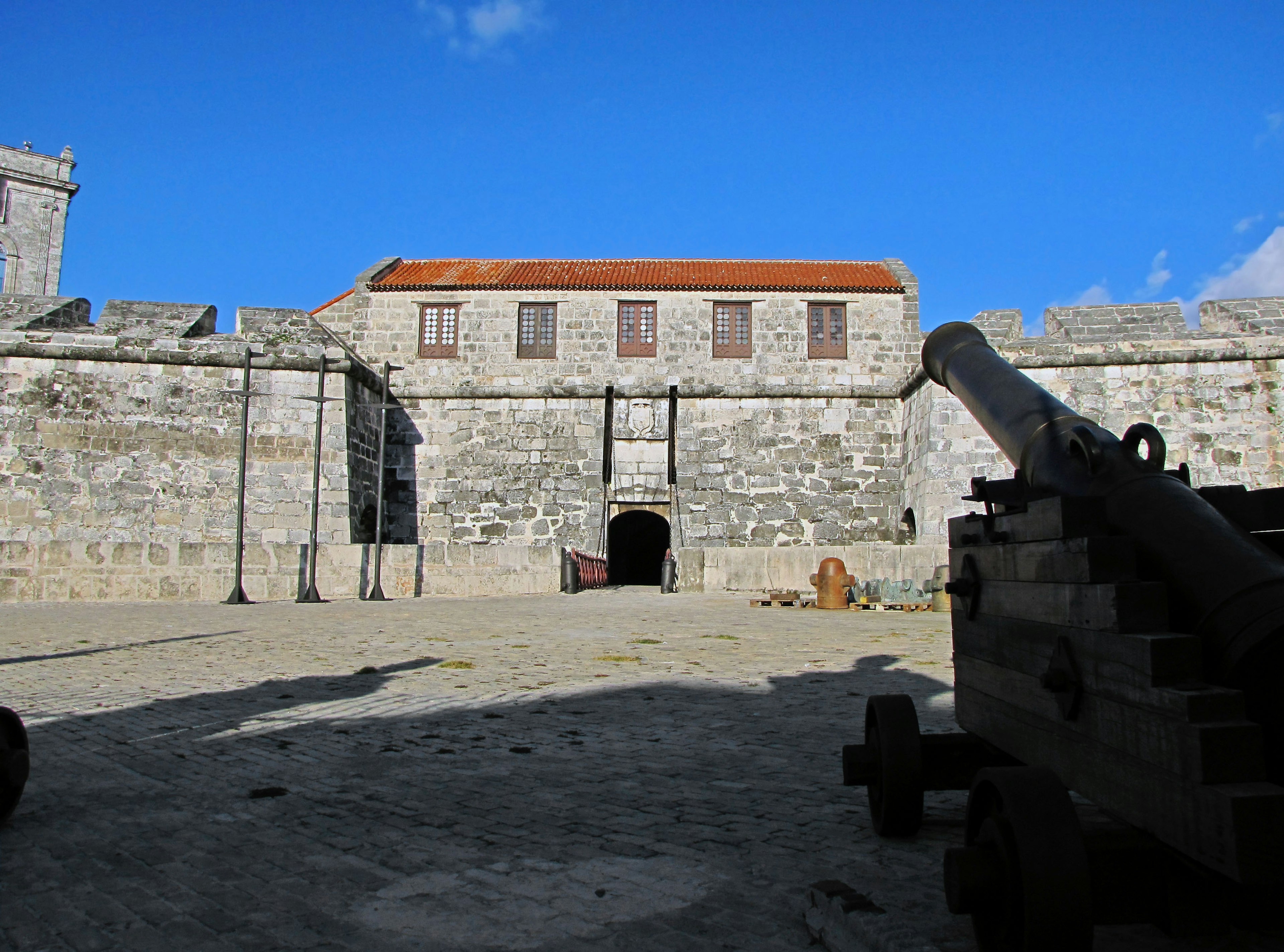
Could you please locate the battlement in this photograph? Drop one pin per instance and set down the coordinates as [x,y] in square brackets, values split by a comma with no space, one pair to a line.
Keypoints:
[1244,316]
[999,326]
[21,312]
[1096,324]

==

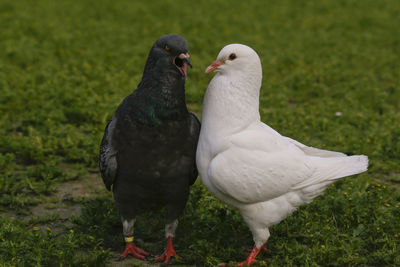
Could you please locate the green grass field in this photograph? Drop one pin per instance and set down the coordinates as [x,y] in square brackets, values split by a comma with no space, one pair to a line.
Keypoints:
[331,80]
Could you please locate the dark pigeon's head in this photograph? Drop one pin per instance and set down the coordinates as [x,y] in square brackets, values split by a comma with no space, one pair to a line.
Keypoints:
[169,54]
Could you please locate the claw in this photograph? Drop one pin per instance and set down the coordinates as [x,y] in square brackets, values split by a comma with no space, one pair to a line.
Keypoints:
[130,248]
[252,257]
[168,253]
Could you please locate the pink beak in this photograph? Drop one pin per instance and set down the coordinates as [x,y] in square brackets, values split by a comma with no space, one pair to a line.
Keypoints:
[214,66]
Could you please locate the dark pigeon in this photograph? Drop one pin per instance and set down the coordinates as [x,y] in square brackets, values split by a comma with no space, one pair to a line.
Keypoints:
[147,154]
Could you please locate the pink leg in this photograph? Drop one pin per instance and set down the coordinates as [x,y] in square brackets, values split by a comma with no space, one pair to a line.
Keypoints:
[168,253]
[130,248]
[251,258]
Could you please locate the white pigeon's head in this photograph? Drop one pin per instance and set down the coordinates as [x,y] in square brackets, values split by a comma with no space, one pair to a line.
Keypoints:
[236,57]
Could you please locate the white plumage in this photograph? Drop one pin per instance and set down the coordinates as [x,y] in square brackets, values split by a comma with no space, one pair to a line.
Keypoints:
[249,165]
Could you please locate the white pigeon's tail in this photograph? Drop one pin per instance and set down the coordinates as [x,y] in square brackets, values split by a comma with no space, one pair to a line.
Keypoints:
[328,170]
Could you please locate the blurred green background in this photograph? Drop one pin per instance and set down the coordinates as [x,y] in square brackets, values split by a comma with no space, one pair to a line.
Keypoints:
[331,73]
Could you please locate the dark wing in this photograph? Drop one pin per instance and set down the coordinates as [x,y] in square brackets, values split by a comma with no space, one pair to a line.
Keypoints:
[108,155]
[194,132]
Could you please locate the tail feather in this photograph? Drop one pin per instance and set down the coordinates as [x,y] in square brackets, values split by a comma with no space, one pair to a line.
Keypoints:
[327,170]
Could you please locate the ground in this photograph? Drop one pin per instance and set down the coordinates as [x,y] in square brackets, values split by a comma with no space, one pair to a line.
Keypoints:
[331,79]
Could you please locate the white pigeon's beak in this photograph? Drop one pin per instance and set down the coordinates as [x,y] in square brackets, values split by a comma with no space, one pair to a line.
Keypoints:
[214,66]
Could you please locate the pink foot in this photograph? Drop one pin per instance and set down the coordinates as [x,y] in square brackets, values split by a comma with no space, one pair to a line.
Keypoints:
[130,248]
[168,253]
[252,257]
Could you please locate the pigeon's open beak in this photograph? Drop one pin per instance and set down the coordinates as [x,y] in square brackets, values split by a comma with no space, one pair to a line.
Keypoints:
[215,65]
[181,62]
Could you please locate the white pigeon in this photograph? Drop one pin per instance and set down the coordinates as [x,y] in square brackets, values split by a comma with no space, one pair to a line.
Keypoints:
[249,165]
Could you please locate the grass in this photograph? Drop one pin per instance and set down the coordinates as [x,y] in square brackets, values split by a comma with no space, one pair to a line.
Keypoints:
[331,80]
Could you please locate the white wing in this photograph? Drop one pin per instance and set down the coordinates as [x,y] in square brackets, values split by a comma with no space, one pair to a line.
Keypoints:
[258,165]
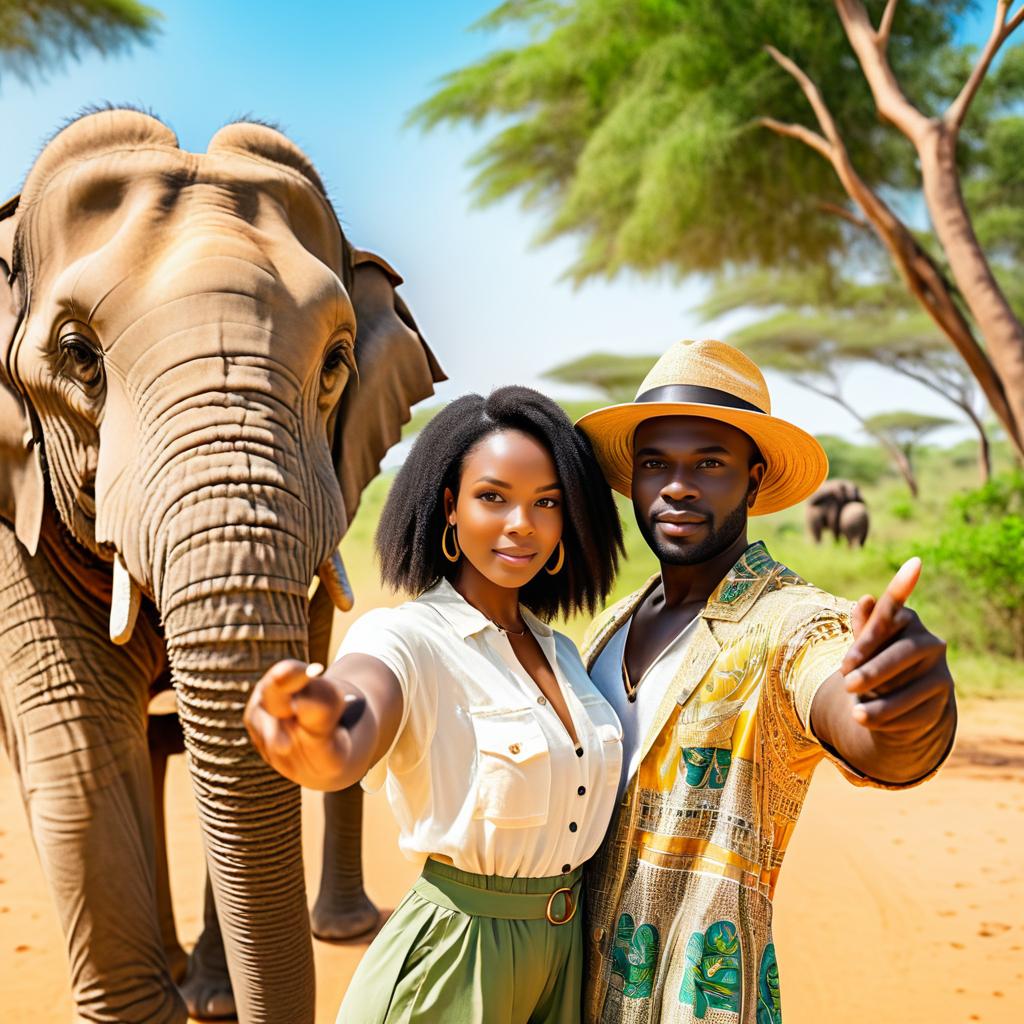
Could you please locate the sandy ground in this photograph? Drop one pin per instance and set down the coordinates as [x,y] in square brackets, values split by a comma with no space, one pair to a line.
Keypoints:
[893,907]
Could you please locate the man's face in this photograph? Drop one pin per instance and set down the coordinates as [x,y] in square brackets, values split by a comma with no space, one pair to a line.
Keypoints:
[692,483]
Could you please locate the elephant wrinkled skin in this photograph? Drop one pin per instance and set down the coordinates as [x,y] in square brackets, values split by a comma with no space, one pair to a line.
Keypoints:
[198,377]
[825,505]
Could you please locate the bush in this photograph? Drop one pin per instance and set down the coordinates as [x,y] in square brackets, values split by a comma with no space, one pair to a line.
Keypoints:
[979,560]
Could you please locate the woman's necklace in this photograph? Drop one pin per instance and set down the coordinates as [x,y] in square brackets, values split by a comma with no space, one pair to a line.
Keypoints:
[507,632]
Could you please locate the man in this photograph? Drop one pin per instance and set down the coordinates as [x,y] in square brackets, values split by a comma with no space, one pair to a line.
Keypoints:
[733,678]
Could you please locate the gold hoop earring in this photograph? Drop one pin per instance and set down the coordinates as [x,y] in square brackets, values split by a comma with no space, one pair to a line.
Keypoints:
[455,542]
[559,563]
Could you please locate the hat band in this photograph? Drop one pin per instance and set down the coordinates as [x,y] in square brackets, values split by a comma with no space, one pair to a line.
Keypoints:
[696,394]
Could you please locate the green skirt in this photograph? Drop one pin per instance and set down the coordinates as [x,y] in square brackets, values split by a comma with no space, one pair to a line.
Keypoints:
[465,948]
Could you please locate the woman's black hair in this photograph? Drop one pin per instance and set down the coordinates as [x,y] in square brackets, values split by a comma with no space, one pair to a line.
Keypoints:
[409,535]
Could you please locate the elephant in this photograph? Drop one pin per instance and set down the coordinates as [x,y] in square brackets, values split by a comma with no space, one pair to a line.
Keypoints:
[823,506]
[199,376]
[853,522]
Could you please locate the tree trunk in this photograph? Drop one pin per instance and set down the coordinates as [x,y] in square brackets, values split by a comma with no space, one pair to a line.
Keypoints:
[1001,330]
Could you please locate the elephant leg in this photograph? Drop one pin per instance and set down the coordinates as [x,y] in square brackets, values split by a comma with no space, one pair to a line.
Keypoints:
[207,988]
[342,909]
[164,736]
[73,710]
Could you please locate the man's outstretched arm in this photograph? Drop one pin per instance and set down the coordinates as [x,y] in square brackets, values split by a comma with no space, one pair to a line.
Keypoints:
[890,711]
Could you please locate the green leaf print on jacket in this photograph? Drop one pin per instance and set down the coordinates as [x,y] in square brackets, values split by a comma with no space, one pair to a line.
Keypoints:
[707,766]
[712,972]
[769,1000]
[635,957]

• [Task directions]: Show every line of the listing above that contains the string "woman", copying each one in full. Case counts, so match only that exact capitalization.

• [Task solution]:
Could you please locate the woman's necklace in this photograph? Drop one pin per instance and set down the coordinates as [x,y] in square brackets, values split by a comma with no space, one pair to a line.
Could you please locate the woman's black hair in this photograph? Drop one pin per instance and set down the coordinates as [x,y] in square brackets, values split by a comma with no space, one pair to a line.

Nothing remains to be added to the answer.